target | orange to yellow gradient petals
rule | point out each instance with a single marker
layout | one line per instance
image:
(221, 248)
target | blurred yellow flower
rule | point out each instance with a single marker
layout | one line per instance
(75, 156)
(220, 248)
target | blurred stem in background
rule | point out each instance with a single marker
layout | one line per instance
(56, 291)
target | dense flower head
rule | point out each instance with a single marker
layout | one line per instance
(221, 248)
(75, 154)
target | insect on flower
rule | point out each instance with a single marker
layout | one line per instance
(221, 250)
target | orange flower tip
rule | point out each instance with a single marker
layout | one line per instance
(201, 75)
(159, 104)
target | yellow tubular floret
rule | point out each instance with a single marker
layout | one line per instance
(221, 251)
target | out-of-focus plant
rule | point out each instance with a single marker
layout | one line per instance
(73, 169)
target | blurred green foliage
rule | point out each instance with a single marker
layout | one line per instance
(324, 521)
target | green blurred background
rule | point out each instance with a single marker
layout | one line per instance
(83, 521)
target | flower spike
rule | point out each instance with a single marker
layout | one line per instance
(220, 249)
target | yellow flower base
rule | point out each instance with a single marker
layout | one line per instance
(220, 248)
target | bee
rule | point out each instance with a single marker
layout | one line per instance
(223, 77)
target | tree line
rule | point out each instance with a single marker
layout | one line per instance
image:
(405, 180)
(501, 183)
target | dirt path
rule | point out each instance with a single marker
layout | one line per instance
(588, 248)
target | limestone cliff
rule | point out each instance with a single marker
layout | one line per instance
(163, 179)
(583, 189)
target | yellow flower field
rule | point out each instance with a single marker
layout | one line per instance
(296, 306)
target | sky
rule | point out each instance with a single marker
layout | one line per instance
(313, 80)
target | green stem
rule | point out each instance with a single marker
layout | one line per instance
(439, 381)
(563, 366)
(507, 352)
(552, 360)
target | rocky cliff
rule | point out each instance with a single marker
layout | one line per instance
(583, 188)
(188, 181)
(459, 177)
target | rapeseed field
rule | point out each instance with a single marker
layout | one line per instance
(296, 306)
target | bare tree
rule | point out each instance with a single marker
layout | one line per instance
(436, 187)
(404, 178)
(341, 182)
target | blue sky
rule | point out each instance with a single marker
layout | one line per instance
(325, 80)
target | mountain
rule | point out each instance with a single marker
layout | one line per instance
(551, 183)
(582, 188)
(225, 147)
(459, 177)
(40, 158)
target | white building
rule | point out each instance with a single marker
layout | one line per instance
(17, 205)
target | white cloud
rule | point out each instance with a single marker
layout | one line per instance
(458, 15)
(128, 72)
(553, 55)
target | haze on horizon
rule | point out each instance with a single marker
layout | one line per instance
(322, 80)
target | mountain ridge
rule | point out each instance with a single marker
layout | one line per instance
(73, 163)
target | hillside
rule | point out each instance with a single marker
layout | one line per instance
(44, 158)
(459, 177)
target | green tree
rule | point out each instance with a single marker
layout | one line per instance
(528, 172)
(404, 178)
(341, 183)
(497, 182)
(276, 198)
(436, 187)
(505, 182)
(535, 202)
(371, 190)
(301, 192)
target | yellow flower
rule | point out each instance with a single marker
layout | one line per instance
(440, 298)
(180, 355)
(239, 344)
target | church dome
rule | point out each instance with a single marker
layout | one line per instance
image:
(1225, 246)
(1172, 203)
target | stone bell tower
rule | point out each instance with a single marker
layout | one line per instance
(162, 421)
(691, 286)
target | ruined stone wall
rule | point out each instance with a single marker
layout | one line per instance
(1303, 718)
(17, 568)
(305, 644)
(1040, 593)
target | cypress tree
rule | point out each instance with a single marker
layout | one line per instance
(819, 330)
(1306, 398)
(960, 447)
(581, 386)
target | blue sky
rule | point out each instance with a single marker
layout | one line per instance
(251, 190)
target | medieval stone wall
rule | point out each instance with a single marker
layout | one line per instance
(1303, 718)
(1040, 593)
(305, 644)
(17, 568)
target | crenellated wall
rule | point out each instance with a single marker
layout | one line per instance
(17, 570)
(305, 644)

TASK OBJECTIVE:
Write out every entry verbatim.

ANSWER TO THIS EXERCISE:
target | orange to yellow gradient petals
rule | point out each instance with a single marker
layout | one line per instance
image:
(221, 248)
target | blurred yellow flower
rule | point out each instance with a single marker
layout | one line per instance
(75, 156)
(220, 248)
target | blurred stem in background
rule | point out each instance with a single marker
layout | one line per instance
(56, 291)
target | dense flower head
rule | point out each instance with a single marker
layout | one line per instance
(221, 248)
(75, 154)
target | insect on flower
rule | point out each instance with a single marker
layout | one line per instance
(221, 250)
target | orange flower tip
rule | point out each instance with a single marker
layout | one line per instance
(201, 75)
(159, 104)
target | yellow tubular floret
rule | point out each instance with a single marker
layout | one line per instance
(221, 251)
target | out-of-focus plant
rule | point out each instance with a single marker
layout | one line per instance
(73, 169)
target | blurred green foliage
rule | point out each instance with a single marker
layout | one line per instance
(324, 521)
target | green blurred background
rule | point out each instance with a single marker
layout | one line per instance
(83, 521)
target | flower spike
rule | point out each instance with a single marker
layout | one line per instance
(220, 249)
target | yellow flower base
rule | point out each instance with a single marker
layout | one line per instance
(220, 248)
target | bee
rule | point out each instance with a single marker
layout | one line per instance
(223, 77)
target | tree line
rule | point out each instance with a single marker
layout | one line per instance
image:
(405, 180)
(501, 183)
target | dirt path
rule | point out each instance with a single marker
layout | one line per instance
(588, 248)
target | limestone cliff
rule | point out each instance with a single marker
layout | one line per instance
(163, 179)
(583, 189)
target | yellow flower field
rule | point out each instance with a single marker
layout | one line per instance
(296, 306)
target | sky
rule | point out each instance with a single marker
layout | one line per instance
(313, 80)
target | green stem
rule | point out each instance with a single marker
layout | one line per instance
(439, 381)
(563, 366)
(507, 352)
(552, 360)
target | rocky cliff
rule | point out each instance with a single marker
layout | one line per instance
(583, 188)
(188, 181)
(459, 177)
target | rapeseed field
rule | point out each instance with a single marker
layout | one line per instance
(296, 306)
target | bare tree
rule | point out each instance with a single marker
layout | one line per instance
(436, 187)
(404, 178)
(341, 182)
target | blue sky
rule | point out each instance with a single marker
layout | one line per instance
(325, 80)
target | mountain
rule | point out each instance with a single marker
layout | one line per instance
(551, 183)
(582, 188)
(225, 147)
(459, 177)
(40, 158)
target | white building
rule | point out each instance with a single marker
layout | one line per instance
(17, 205)
target | white cloud
rule | point out each instance with a single marker
layout | one line per instance
(458, 15)
(128, 72)
(553, 55)
target | haze on horizon
rule | point out each instance with a single marker
layout | one line per instance
(322, 80)
target | mountain ridge
rule | point out each instance with a single marker
layout | one line per instance
(73, 163)
target | hillside
rule | point out each instance with a single marker
layout | one line per instance
(44, 158)
(459, 177)
target | green tree
rule | point out each instance with a single marker
layout | one line per instance
(528, 172)
(404, 178)
(341, 183)
(497, 182)
(276, 198)
(436, 187)
(505, 182)
(535, 202)
(371, 190)
(301, 192)
target | yellow flower
rule | point out each instance with a single marker
layout | one line per instance
(440, 298)
(180, 355)
(239, 344)
target | church dome
rule | point out each instance with a single marker
layout | one line per instance
image:
(1225, 246)
(1172, 203)
target | stone bell tower
rule | point out each instance with a single marker
layout | one line per instance
(162, 421)
(691, 286)
target | ruined stone wall
rule | point out each instance with a single marker
layout | one line per instance
(1303, 718)
(17, 568)
(305, 644)
(1040, 593)
target | cypress tree
rule | point out each instance with a single marker
layout | one line per instance
(819, 330)
(1306, 398)
(960, 447)
(581, 386)
target | blue sky
rule | point out each instance with a single marker
layout | one line per instance
(251, 190)
target | medieval stone wall
rule | point out each instance with a single marker
layout | one line per instance
(1303, 718)
(1040, 593)
(305, 644)
(17, 568)
target | crenellated wall
rule | point out each instance with a single marker
layout | one line per instance
(17, 570)
(305, 644)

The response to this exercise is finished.